Wednesday, March 5, 2025

On Life Struggles and How We Never Stop Learning

 I planned on writing in this blog all the time, charting new stories as I started a new life after the loss of my wife and then my remarriage and the birth of our daughter.  But as with a lot of things - hardship and struggles come and derail even the most put together person.  And thus my last post inaugurating this blog was from 2017 and now it is 2025.  

Let me explain the gap as best I can.  Our daughter was born at 23 weeks of gestation, what is today called a micro-preemie.  So premature that they told us she may not survive the first 24 hours.  So premature that they told us there was a good chance she would have heart developmental issues or a heart defect.  So premature they told us she may have detached retinas and be blind her whole life.  So premature that they told us there was a possibility of brain bleeds and/or cerebral palsy.  She spent the first 5 months of her life in the NICU, and we spent those first months suffering with all the possibilities that might come....each more horrific to consider than the one previously told to us.

In the end we are eternally grateful that none of these things came to pass.  She survived, her heart was fine, her eyes and eyesight were fine, no brain bleeds or cerebral palsy.  We were blessed with a tiny little girl who was healthy.  Except......she wasn't.  Almost immediately it was clear that there was some things wrong.  When you think of prematurity you think of these above worst case scenarios, nobody thinks about the "secondary" systems like digestion or development.  And so almost from the beginning she would vomit anything and everything given to her.  Breastfeeding, didn't work.  Formula, didn't work.  The doctors had to insert a Nasal Gastro tube through her nose into her belly directly and only then could we feed her.  But even then she was vomiting constantly.  And each time we had to change the NG tube it was like waterboarding your baby - screaming due to the discomfort of it, making sure you got it down into her belly and not into her lungs.  And so we struggled with this from the time we took her home from the hospital until she was 1 year-old - at that time at the behest of her doctor she had her first surgery to install a Mic-Key button.  A hole with a plug directly through her stomach and her belly, allowing us to pump or use syringes to feed her directly into her stomach.

And this is how we grew her from ages 1 through 5 years we had a feeding pump that fed her in the night, and we used syringes to feed her in the day.  Moving from formula into pureed regular food over time.  Any attempt to feed her orally was a complete failure.  Even with this Mic-Key button she was vomiting anywhere from 10 to 15 times in the day - we actually carried a bucket around with us for years.  When she was 5 years old she began to slowly eat small portions, anything large would cause her to vomit.  By the time she was almost 6 we were able to get the Mic-Key button removed.  She was eating, with some difficulty, but eating!

**Aim of the task**
Continue the blog post about raising a premature daughter from where it stops.

**Records supplied**
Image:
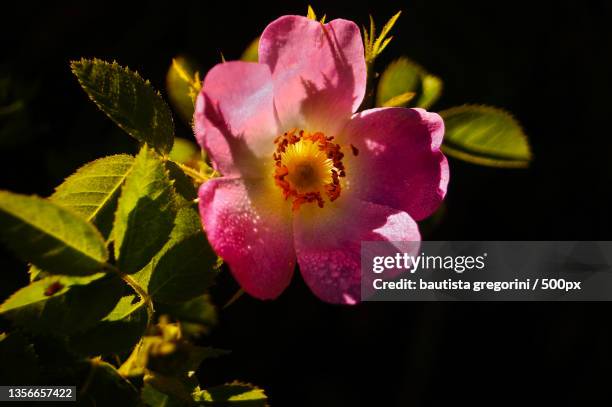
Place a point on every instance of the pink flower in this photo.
(303, 176)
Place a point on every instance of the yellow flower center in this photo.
(308, 167)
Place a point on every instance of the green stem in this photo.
(144, 296)
(196, 175)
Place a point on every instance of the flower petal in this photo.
(234, 116)
(249, 226)
(399, 163)
(328, 244)
(319, 71)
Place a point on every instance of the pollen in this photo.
(308, 167)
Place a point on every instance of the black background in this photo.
(546, 61)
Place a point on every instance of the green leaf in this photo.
(19, 360)
(184, 151)
(183, 85)
(485, 135)
(404, 76)
(145, 213)
(232, 394)
(104, 386)
(374, 46)
(128, 100)
(63, 304)
(119, 331)
(50, 236)
(251, 53)
(93, 190)
(400, 100)
(185, 189)
(199, 310)
(185, 267)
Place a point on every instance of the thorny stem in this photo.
(144, 296)
(196, 175)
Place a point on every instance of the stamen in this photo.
(317, 169)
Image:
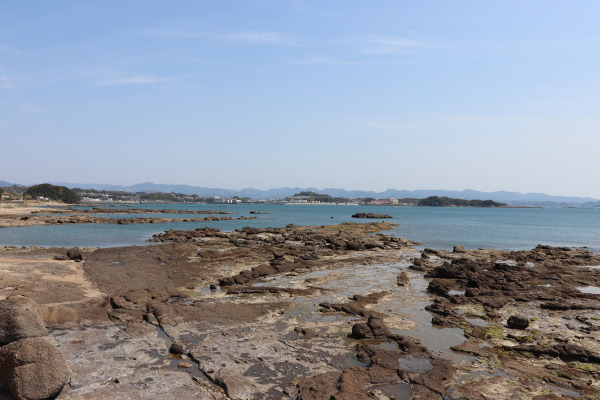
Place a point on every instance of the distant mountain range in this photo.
(514, 198)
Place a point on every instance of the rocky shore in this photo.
(56, 216)
(318, 312)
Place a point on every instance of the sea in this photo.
(434, 227)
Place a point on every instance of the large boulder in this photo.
(518, 322)
(74, 254)
(33, 368)
(20, 318)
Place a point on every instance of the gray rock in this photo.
(74, 253)
(518, 322)
(176, 348)
(361, 331)
(20, 318)
(33, 368)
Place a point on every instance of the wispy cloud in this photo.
(376, 44)
(256, 37)
(112, 78)
(324, 61)
(8, 49)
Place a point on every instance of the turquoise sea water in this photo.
(499, 228)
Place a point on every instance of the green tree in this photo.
(52, 192)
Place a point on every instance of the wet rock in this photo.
(361, 331)
(74, 254)
(402, 279)
(176, 348)
(518, 322)
(378, 327)
(33, 368)
(20, 318)
(459, 249)
(307, 333)
(494, 302)
(371, 215)
(438, 287)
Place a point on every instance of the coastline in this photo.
(280, 316)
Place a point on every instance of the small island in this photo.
(435, 201)
(371, 215)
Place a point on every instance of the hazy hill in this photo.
(512, 198)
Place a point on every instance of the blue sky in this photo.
(348, 94)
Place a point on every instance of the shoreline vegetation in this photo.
(61, 194)
(307, 313)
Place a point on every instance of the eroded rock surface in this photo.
(31, 366)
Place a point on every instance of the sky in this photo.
(341, 94)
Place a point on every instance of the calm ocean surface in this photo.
(498, 228)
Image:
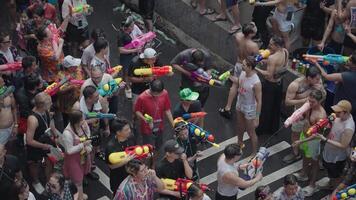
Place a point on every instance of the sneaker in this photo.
(300, 177)
(309, 190)
(38, 187)
(128, 93)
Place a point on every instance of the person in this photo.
(224, 5)
(229, 180)
(58, 188)
(8, 115)
(21, 191)
(195, 193)
(263, 192)
(78, 31)
(89, 51)
(142, 183)
(174, 165)
(120, 141)
(10, 169)
(297, 94)
(200, 59)
(188, 104)
(272, 86)
(126, 55)
(249, 100)
(310, 145)
(147, 59)
(38, 139)
(290, 190)
(154, 102)
(346, 81)
(77, 161)
(337, 143)
(246, 47)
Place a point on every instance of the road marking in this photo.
(213, 150)
(103, 178)
(273, 150)
(273, 177)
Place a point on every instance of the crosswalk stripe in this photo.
(273, 150)
(213, 150)
(103, 178)
(273, 177)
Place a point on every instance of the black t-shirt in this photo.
(178, 111)
(169, 170)
(122, 40)
(7, 175)
(119, 174)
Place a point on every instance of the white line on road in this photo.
(213, 150)
(273, 150)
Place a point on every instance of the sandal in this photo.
(225, 113)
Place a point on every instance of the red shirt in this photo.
(155, 106)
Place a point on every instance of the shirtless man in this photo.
(310, 145)
(282, 18)
(8, 120)
(297, 94)
(246, 47)
(272, 86)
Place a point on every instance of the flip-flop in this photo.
(208, 12)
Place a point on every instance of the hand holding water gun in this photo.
(321, 125)
(138, 152)
(329, 59)
(141, 40)
(297, 115)
(181, 185)
(154, 71)
(15, 66)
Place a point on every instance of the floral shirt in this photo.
(130, 190)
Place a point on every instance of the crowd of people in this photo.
(65, 130)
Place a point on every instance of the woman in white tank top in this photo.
(249, 101)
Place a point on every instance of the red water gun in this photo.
(320, 125)
(15, 66)
(140, 151)
(55, 87)
(181, 185)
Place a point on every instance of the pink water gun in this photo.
(297, 115)
(141, 40)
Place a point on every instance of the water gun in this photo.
(98, 115)
(109, 88)
(327, 59)
(297, 115)
(321, 125)
(347, 193)
(201, 76)
(15, 66)
(154, 71)
(81, 9)
(141, 40)
(264, 53)
(256, 164)
(115, 69)
(139, 151)
(55, 87)
(181, 185)
(6, 91)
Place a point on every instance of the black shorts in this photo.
(335, 170)
(73, 34)
(146, 8)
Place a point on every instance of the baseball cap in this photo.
(343, 105)
(148, 53)
(172, 146)
(70, 61)
(188, 95)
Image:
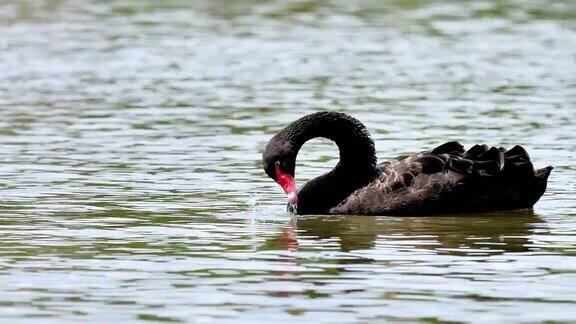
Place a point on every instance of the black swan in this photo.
(446, 179)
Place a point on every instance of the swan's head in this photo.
(279, 161)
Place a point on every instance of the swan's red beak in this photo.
(286, 181)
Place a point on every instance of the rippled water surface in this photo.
(130, 141)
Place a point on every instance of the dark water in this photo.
(130, 140)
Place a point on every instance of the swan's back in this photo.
(449, 179)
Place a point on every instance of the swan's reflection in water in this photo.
(473, 234)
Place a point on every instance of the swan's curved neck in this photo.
(357, 165)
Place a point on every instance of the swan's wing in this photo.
(446, 178)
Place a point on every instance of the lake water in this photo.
(131, 133)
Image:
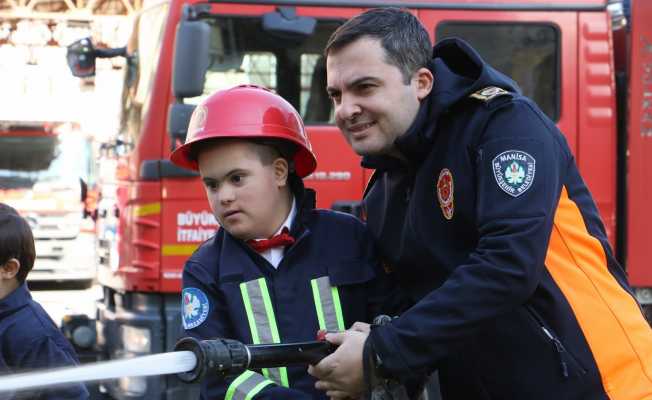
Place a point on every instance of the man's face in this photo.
(245, 195)
(373, 104)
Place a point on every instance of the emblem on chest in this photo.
(445, 193)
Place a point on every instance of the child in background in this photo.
(29, 339)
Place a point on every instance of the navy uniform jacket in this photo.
(497, 237)
(328, 244)
(30, 340)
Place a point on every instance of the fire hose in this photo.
(191, 360)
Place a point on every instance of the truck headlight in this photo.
(136, 340)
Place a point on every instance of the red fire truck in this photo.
(587, 63)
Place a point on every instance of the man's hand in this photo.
(340, 374)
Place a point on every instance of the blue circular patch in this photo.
(514, 171)
(194, 307)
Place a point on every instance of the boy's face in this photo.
(245, 195)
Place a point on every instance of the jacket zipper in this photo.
(561, 351)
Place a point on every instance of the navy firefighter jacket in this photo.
(29, 340)
(497, 237)
(328, 279)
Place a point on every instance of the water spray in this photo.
(191, 360)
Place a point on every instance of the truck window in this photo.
(242, 53)
(527, 52)
(143, 48)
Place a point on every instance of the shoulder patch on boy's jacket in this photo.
(194, 307)
(489, 93)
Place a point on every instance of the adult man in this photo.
(479, 208)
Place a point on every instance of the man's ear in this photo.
(10, 269)
(281, 171)
(424, 81)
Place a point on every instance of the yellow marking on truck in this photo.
(147, 209)
(178, 249)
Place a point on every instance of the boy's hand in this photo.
(340, 374)
(361, 327)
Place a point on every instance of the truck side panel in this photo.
(596, 150)
(639, 177)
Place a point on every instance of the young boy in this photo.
(29, 339)
(277, 270)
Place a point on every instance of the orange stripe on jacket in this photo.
(617, 333)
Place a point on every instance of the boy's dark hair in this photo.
(268, 150)
(404, 39)
(16, 241)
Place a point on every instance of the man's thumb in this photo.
(336, 338)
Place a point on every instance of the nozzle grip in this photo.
(219, 356)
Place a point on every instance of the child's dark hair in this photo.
(16, 241)
(268, 149)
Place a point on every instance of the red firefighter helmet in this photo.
(248, 112)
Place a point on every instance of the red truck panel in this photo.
(639, 178)
(596, 149)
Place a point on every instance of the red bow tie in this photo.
(282, 239)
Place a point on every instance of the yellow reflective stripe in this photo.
(143, 210)
(246, 386)
(178, 249)
(327, 304)
(262, 322)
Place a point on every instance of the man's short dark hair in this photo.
(404, 39)
(16, 241)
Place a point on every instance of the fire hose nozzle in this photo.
(219, 356)
(222, 357)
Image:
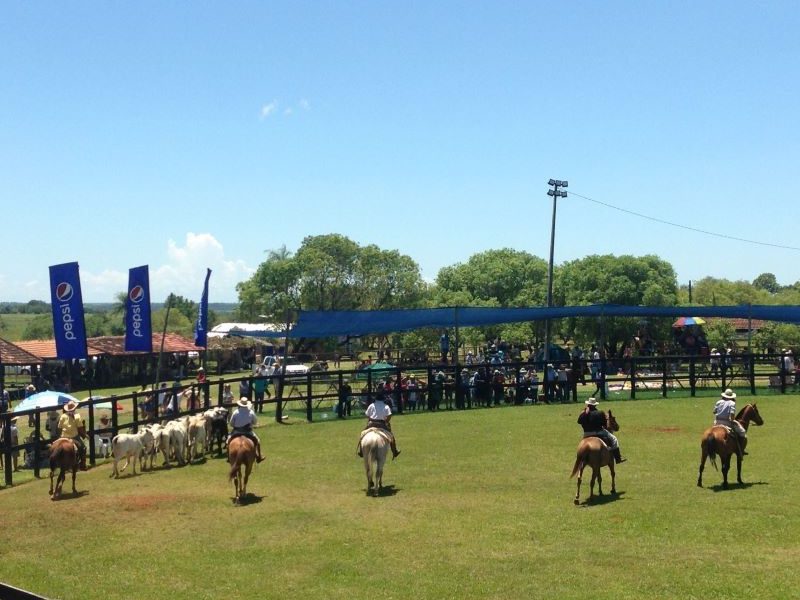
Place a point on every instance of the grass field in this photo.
(479, 505)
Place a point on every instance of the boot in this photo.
(259, 458)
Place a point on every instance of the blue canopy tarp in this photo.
(327, 323)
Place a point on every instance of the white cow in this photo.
(197, 436)
(129, 445)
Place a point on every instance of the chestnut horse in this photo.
(717, 440)
(374, 446)
(594, 452)
(63, 456)
(241, 452)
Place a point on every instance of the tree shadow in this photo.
(601, 500)
(734, 486)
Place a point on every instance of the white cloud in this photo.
(268, 109)
(185, 270)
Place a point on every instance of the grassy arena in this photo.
(480, 507)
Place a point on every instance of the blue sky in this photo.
(186, 135)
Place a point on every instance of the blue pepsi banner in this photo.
(138, 328)
(201, 326)
(68, 324)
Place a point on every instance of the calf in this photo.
(129, 445)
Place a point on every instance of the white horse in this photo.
(374, 446)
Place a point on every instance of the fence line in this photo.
(664, 372)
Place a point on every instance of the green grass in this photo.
(480, 506)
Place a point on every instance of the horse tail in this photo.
(238, 459)
(710, 444)
(579, 461)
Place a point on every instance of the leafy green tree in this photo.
(329, 272)
(767, 282)
(607, 279)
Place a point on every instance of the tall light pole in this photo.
(555, 193)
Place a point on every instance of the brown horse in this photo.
(63, 456)
(241, 452)
(594, 452)
(717, 440)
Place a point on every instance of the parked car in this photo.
(293, 365)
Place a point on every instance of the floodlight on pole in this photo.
(555, 193)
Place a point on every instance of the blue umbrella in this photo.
(46, 399)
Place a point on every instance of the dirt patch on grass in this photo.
(135, 503)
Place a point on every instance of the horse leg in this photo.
(703, 457)
(726, 465)
(578, 492)
(739, 468)
(368, 469)
(613, 477)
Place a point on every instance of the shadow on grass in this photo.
(247, 500)
(735, 486)
(387, 490)
(71, 496)
(604, 499)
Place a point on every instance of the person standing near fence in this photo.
(345, 399)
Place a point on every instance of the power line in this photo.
(687, 227)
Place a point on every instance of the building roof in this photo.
(11, 354)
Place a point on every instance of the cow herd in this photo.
(181, 440)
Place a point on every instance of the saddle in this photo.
(386, 435)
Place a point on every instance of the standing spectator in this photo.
(444, 345)
(51, 424)
(345, 399)
(259, 387)
(562, 383)
(412, 388)
(713, 361)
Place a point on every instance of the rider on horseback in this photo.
(378, 415)
(71, 426)
(593, 422)
(724, 413)
(242, 422)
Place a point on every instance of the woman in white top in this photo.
(378, 415)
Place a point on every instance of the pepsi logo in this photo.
(64, 292)
(136, 294)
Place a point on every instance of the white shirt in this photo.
(242, 418)
(378, 411)
(724, 410)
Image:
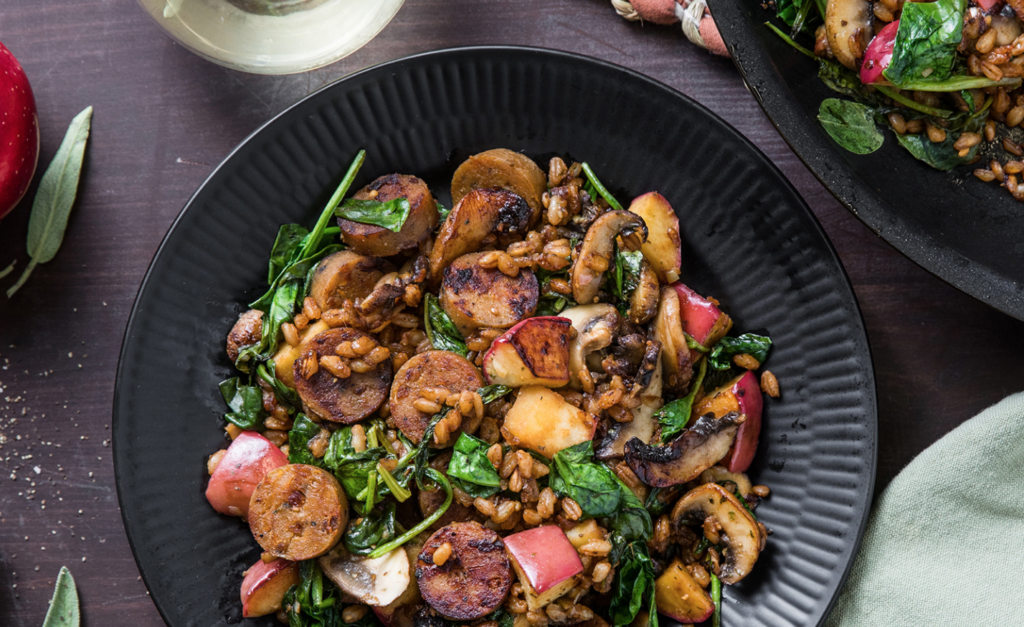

**Result of this task**
Then another hardship came to visit.  We discovered in Kindergarten and 1st grade that she is "developmentally delayed".  We were concerned and had her evaluated for autism,  and were told thankfully that she was not.  But it was clear to us and the doctors that while she was 6. years old....she was developmentally more like 4 years old.  And this new challenge continues.  She is now 8 years old, but developmentally is more like 6 years old.  The local elementary school is great and has her on an IEP and work with her well.  She is a happy, bubbly, mischievous little girl but we worry about her a lot since she is always behind the other children.  And as they age the innocence of this world (which never lasted long to begin with) will fade.....but will remain for her longer.  This can be a blessing, but also can be quite dangerous.

As if this wasn't all enough, during the same period I was alerted to some outstanding medical bills belonging to my late wife that I was unaware of - apparently in the last year of my wife's life she had tried to deal with them unbeknownst to me but hadn't been able to.  And so I suddenly found myself in possession of a huge medical debt that I wasn't aware of, at a time when I had just invested money in a neighborhood cafe.  Sufficed to say I had to damage myself financially to pay it off and once the COVID pandemic started the cafe failed as well.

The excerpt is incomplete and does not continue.